#### Source passage ####
Market integrity and market abuse are primarily established in the Securities Market Law, as well as in the secondary regulations mainly enforced by the CNBV. Basic principles include the following:

  • transparency is fundamental – participants are required to disclose information including financial statements, corporate events and material changes that could affect securities;
  • insider trading is strictly prohibited;
  • market manipulation is prohibited, such as placing fake orders to manipulate prices and artificially inflating the price of a security to sell it at a profit;
  • the stock exchanges are required to maintain fair and orderly markets, assuring fair trading and equal access; and
  • financial institutions, intermediaries and public companies must adhere to AML/KYC regulations.

Please refer to 6.4 Listing Standards.

In Mexico, there are specific regulations governing the creation and use of high-frequency trading (HFT) and algorithmic trading technologies, particularly for firms operating in regulated markets (eg, equities, fixed income, derivatives).

Rules are found in:

  • the Banking Rules (Circular Unica de Bancos) issued by the CNBV;
  • market infrastructure rules (BMV, BIVA and MexDer, each having its own rulebook);
  • Banxico’s regulations; and
  • IOSCO principles.

Different asset classes have tailored regulatory requirements, especially in derivatives and FX, due to risk exposure and market structure:

  • equities (BMV/BIVA) – strong focus on pre-trade risk checks, fair access and trade reporting;
  • fixed income – less algorithmic activity, but subject to price transparency rules and internal compliance;
  • derivatives (MexDer) – heavier risk controls due to leverage, and margining, clearing and position monitoring are stricter; and
  • FX (via Banxico) – algorithms in FX markets are regulated primarily by Banxico, especially for liquidity providers.

Financial institutions functioning as market makers in a principal capacity are required to be licensed or authorised by the CNBV and/or Banxico, sometimes through a formal selection process. Market makers must be licensed banks or brokerage firms and must sign a market-making agreement with the exchange or relevant authority. They have to maintain minimum quoting/bidding obligations and submit monitoring and performance evaluations, including reporting and transparency duties.

Funds and dealers are entities that are subject to different regulatory frameworks. Some of the key differences include the following.
####
◆ Request 1:
Answer these questions from the passage on Mexican securities regulation:
(a) Which body primarily regulates algorithms in FX markets?
(b) What must market makers sign with the exchange or relevant authority?
(c) Which two exchanges are named for equities?
The text and the records have no connection to each other.
#### Extracted entries ####
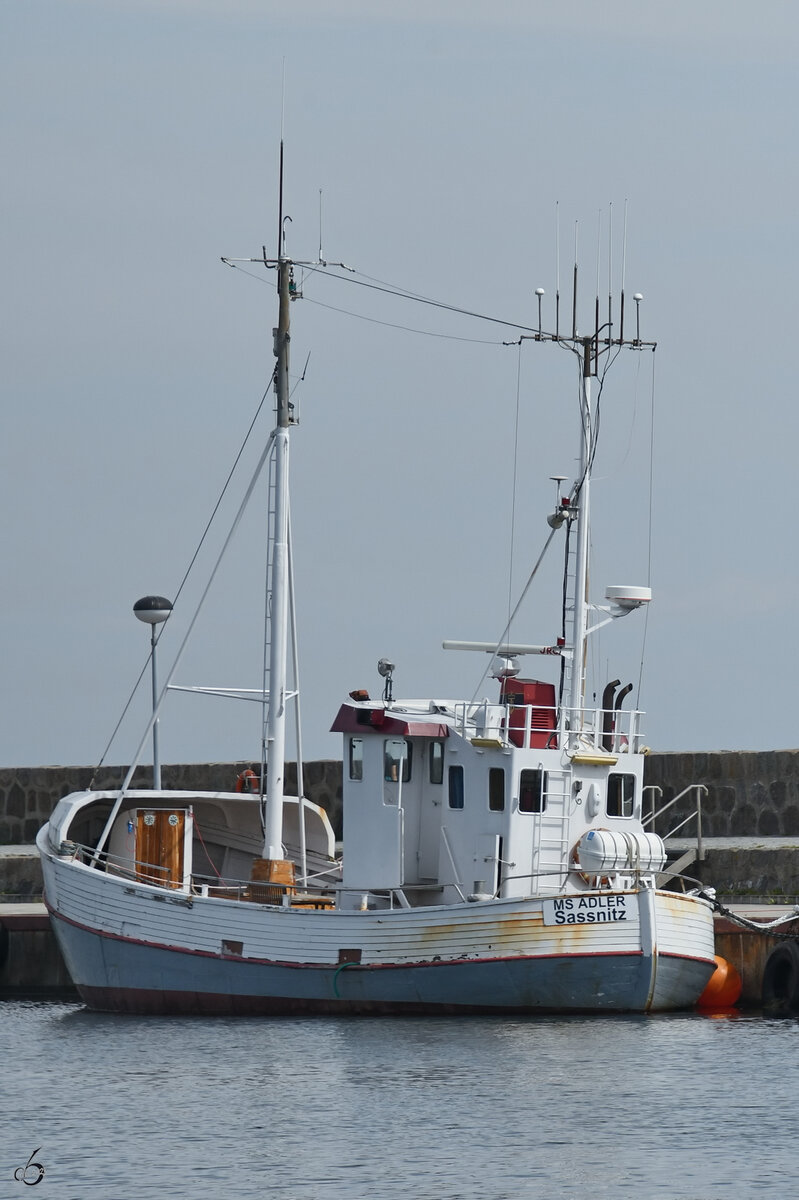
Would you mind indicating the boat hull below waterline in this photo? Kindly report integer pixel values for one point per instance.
(494, 957)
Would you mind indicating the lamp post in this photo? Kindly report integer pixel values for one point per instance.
(154, 611)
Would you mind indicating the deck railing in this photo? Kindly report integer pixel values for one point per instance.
(529, 725)
(700, 790)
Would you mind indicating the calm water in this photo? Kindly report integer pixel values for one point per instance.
(678, 1107)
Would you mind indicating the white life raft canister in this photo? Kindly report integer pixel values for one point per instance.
(604, 851)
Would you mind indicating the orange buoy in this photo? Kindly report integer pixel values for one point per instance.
(724, 987)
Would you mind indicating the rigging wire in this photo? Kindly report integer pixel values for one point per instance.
(407, 329)
(186, 574)
(512, 529)
(652, 478)
(510, 619)
(389, 289)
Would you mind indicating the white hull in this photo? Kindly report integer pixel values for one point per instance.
(131, 947)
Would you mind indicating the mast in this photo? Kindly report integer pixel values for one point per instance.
(582, 501)
(280, 582)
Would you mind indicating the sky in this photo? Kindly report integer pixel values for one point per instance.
(460, 151)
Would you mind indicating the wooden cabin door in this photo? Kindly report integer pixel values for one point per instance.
(160, 846)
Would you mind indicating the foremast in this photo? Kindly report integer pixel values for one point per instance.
(580, 515)
(278, 615)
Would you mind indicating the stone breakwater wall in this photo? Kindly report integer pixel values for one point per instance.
(750, 793)
(28, 795)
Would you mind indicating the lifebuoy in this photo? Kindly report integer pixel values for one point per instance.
(780, 991)
(247, 781)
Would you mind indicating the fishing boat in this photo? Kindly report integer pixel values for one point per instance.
(496, 856)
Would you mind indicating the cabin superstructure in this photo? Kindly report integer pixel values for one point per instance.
(473, 829)
(446, 802)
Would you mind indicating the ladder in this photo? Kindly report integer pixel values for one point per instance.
(552, 834)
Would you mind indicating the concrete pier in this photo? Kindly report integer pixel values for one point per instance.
(750, 847)
(30, 961)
####
◆ Request 2:
Please copy out the records verbatim, from the line with "Would you mind indicating the foremast" through the end of the records, and output nothing else.

◆ Solution 1:
(a) Banxico
(b) A market-making agreement
(c) BMV and BIVA

◆ Solution 2:
Would you mind indicating the foremast in this photo? Kindly report integer pixel values for one point per instance.
(580, 515)
(278, 615)
Would you mind indicating the stone breakwater wall in this photo? Kindly report integer pixel values for one point per instance.
(750, 793)
(28, 795)
Would you mind indicating the lifebuoy in this photo? Kindly report integer pixel values for one point per instance.
(780, 991)
(247, 781)
Would you mind indicating the fishing boat in this photo? Kindly report integer pixel values for one point per instance.
(496, 856)
Would you mind indicating the cabin superstructure in this photo? Kindly report integer pixel values for one point per instance.
(473, 829)
(446, 802)
Would you mind indicating the ladder in this photo? Kindly report integer pixel values for one point per instance.
(552, 834)
Would you mind indicating the concrete pier in this photo? Kindly report integer pixel values for one point per instance.
(750, 847)
(30, 961)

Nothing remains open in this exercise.